- Provided data
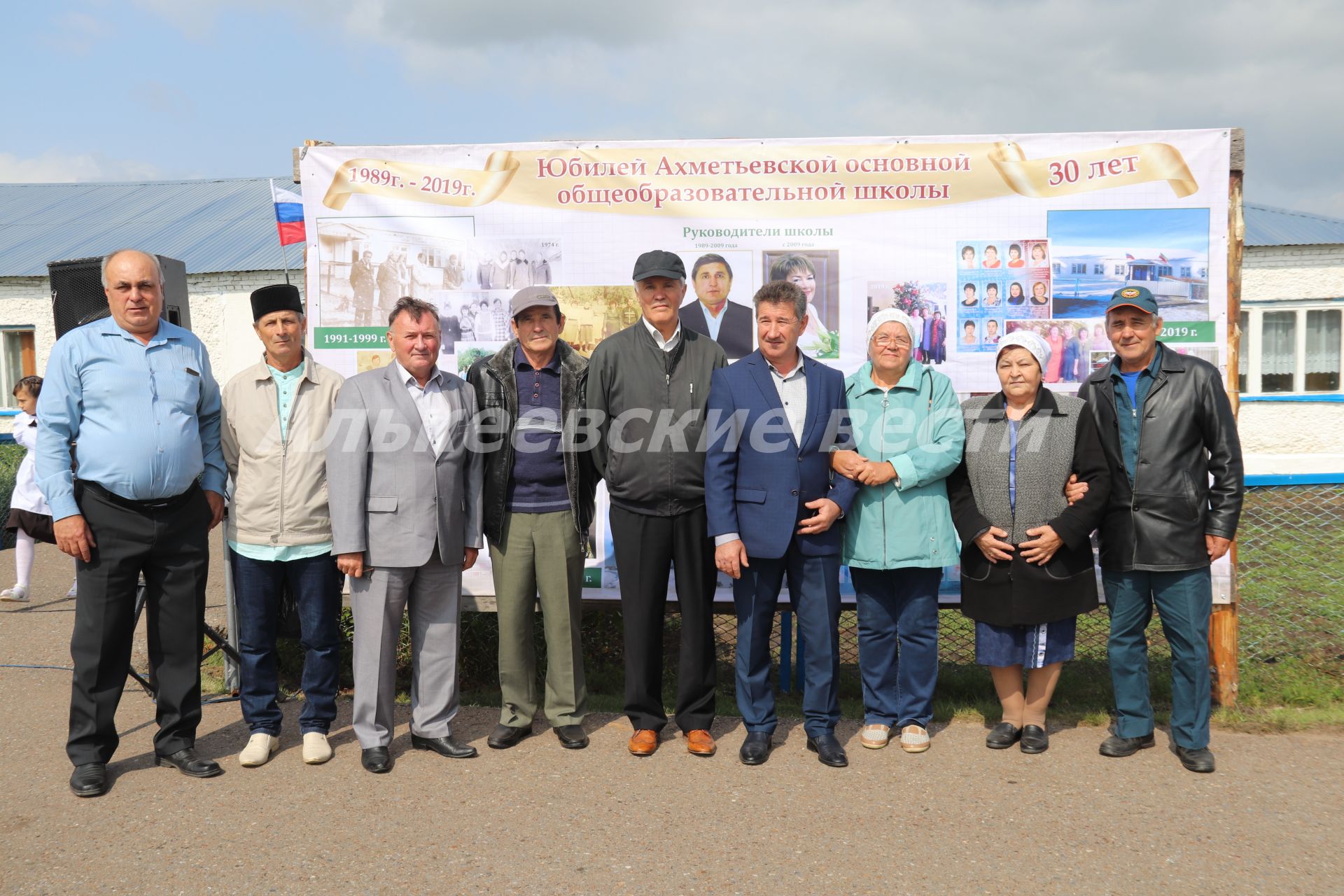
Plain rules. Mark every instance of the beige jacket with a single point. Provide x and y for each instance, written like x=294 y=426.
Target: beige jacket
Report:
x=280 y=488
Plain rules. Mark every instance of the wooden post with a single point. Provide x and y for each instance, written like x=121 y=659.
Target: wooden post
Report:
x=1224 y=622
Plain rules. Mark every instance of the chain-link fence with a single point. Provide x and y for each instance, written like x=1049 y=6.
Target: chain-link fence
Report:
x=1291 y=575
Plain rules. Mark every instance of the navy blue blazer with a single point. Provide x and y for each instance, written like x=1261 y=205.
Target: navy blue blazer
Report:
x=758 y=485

...

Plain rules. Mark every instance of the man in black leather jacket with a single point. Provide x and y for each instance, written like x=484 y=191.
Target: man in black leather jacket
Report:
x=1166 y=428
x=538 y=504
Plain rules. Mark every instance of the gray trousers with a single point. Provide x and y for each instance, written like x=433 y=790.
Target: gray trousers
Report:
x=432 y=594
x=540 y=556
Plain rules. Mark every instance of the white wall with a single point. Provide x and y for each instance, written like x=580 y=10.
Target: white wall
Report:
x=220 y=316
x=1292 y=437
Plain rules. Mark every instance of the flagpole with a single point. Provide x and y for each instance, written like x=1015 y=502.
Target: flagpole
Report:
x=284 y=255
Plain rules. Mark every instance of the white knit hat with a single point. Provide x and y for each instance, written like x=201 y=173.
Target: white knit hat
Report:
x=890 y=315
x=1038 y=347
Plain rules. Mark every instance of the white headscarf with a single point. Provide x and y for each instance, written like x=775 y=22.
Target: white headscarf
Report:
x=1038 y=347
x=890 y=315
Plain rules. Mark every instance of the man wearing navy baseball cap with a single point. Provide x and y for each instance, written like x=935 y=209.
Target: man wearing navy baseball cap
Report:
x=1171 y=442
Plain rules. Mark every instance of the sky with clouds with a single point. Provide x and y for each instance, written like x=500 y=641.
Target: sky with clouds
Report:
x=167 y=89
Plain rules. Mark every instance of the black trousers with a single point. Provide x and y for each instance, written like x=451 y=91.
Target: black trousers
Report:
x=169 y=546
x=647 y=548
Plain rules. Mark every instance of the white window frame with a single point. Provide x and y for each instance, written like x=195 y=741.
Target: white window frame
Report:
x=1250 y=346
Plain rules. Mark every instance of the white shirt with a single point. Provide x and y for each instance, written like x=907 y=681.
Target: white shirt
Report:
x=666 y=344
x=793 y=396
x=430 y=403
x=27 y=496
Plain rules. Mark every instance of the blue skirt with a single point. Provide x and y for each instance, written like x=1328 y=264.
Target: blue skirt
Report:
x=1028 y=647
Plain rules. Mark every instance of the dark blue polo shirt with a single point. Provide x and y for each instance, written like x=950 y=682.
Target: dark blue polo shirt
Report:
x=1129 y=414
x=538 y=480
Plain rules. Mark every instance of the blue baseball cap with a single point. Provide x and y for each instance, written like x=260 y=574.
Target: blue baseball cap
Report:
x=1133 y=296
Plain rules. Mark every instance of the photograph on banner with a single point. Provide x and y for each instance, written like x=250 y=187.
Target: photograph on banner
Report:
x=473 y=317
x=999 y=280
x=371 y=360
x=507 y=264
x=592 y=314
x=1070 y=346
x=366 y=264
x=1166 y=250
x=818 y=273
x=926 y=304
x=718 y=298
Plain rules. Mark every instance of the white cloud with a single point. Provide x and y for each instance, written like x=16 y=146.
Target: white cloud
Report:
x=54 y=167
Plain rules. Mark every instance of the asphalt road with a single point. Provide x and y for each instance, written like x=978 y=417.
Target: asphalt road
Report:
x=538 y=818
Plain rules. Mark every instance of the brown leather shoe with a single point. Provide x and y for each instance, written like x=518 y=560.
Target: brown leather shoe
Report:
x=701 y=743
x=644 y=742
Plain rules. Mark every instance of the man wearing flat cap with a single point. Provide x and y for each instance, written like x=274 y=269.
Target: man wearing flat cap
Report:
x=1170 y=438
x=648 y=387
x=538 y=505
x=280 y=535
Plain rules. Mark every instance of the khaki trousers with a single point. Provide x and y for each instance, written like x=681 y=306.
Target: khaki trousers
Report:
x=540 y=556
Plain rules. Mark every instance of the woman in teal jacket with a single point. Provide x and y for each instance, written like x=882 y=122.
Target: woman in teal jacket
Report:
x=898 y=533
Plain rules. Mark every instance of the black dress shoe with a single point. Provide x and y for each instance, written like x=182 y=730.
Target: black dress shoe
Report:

- What to produce
Everything above from the line containing "Plain rules. Mark every instance of the beige" down to the line containing "Plain rules. Mark every instance of the navy" is to be transcribed exactly, with both of those lines included and nothing else added.

- Solution to this exercise
Plain rules. Mark every instance of the beige jacket with a single point. Provide x and y for each instance, written like x=294 y=426.
Target: beige jacket
Report:
x=280 y=488
Plain rules. Mark every instance of the wooden post with a single point. Provide x and y for each instance, written like x=121 y=659.
Target: wooden post
Report:
x=1224 y=622
Plain rules. Mark every instance of the chain-link fence with a single point. Provide x and y for each instance, written like x=1049 y=6.
Target: chain-link fence
Report:
x=1291 y=575
Plain rules. Mark every instance of the navy blue blazer with a single point. Provide x and y for each instance, written like x=1261 y=205.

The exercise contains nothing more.